Task to complete >> Note each line in the data holding the string "necktie" and report it.

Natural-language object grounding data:

■ ■ ■ ■ ■ ■ ■

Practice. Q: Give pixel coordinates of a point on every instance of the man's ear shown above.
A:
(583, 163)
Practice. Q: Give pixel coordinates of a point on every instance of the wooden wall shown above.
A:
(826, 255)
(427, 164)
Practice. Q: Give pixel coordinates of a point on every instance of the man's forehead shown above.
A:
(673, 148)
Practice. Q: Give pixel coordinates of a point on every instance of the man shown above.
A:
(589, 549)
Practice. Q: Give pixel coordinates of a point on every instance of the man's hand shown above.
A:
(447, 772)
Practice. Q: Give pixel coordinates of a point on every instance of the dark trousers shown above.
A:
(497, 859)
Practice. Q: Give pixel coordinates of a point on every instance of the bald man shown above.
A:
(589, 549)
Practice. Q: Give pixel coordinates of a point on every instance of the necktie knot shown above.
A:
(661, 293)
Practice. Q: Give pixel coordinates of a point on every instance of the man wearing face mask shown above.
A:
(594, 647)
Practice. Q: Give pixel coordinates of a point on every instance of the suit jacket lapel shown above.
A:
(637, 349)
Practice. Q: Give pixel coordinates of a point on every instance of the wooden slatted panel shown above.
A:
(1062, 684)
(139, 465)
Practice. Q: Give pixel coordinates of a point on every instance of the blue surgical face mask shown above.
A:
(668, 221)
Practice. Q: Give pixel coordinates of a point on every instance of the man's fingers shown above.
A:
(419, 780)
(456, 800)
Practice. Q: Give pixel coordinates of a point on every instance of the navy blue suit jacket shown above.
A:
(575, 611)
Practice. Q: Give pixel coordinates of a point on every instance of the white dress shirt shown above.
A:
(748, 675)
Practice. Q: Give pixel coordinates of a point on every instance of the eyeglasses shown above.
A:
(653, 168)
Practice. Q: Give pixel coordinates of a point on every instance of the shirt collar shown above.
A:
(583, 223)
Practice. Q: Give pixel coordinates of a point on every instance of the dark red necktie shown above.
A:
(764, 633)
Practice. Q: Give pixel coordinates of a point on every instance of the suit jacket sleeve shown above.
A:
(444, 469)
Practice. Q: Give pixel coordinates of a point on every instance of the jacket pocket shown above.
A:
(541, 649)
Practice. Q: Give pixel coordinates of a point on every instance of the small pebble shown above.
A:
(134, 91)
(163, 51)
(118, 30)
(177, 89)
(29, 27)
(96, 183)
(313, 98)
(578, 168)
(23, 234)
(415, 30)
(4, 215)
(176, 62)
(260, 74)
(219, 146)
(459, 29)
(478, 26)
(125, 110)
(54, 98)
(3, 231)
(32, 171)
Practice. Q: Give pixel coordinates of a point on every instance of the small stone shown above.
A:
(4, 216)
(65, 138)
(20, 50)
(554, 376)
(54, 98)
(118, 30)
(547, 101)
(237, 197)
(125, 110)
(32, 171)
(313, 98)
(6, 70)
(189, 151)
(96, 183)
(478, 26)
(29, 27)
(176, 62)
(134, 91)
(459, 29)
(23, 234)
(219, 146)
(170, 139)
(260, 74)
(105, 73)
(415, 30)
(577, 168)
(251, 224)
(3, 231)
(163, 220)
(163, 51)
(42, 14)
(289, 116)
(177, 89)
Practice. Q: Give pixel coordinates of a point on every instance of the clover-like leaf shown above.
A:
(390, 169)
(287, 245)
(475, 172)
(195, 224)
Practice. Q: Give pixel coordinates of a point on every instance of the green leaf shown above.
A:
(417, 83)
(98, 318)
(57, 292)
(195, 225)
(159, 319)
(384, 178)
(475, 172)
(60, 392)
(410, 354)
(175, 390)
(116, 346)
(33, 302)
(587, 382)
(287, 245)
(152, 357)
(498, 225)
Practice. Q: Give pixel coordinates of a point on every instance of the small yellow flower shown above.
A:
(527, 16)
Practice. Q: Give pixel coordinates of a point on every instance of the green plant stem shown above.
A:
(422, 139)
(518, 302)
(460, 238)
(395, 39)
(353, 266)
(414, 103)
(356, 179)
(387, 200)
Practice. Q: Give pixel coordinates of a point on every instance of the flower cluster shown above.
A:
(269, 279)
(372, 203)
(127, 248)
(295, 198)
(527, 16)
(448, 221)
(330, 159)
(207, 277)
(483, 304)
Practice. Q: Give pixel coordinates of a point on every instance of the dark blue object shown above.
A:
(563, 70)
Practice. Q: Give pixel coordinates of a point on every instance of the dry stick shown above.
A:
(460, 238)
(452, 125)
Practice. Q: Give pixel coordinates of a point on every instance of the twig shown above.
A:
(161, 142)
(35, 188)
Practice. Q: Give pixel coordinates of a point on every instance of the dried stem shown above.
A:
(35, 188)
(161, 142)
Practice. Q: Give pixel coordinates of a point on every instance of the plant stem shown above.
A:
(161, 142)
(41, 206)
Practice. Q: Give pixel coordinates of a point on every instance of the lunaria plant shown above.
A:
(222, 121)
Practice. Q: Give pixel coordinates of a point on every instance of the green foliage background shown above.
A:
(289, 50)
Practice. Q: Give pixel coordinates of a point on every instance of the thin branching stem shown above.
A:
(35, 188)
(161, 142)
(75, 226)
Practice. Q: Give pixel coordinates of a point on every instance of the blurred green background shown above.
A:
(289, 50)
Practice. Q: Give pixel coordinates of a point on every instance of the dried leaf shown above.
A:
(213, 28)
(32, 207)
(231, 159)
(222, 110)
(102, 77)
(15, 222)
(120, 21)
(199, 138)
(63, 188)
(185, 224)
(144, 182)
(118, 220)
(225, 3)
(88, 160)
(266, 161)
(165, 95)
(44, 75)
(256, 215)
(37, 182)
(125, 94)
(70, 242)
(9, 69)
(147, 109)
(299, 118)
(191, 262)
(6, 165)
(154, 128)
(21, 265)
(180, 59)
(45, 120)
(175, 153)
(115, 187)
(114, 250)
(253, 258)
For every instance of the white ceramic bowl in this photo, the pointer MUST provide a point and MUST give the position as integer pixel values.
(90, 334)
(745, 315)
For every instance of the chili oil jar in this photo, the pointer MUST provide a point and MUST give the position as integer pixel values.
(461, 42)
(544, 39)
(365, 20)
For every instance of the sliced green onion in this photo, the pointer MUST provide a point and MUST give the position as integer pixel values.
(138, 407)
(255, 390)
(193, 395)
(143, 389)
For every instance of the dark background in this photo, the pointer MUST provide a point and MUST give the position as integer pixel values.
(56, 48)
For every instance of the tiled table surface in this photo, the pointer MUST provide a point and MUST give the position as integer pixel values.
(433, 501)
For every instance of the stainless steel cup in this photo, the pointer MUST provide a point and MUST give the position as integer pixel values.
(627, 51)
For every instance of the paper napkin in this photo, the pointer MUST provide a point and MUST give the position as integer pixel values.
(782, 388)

■ ■ ■ ■ ■ ■ ■

Finished exercise >>
Practice. Q: Give pixel coordinates of a point on every instance of the necktie knot shown above.
Practice. Q: Give pixel coordinates of a point on every instance of the dark red necktie shown above.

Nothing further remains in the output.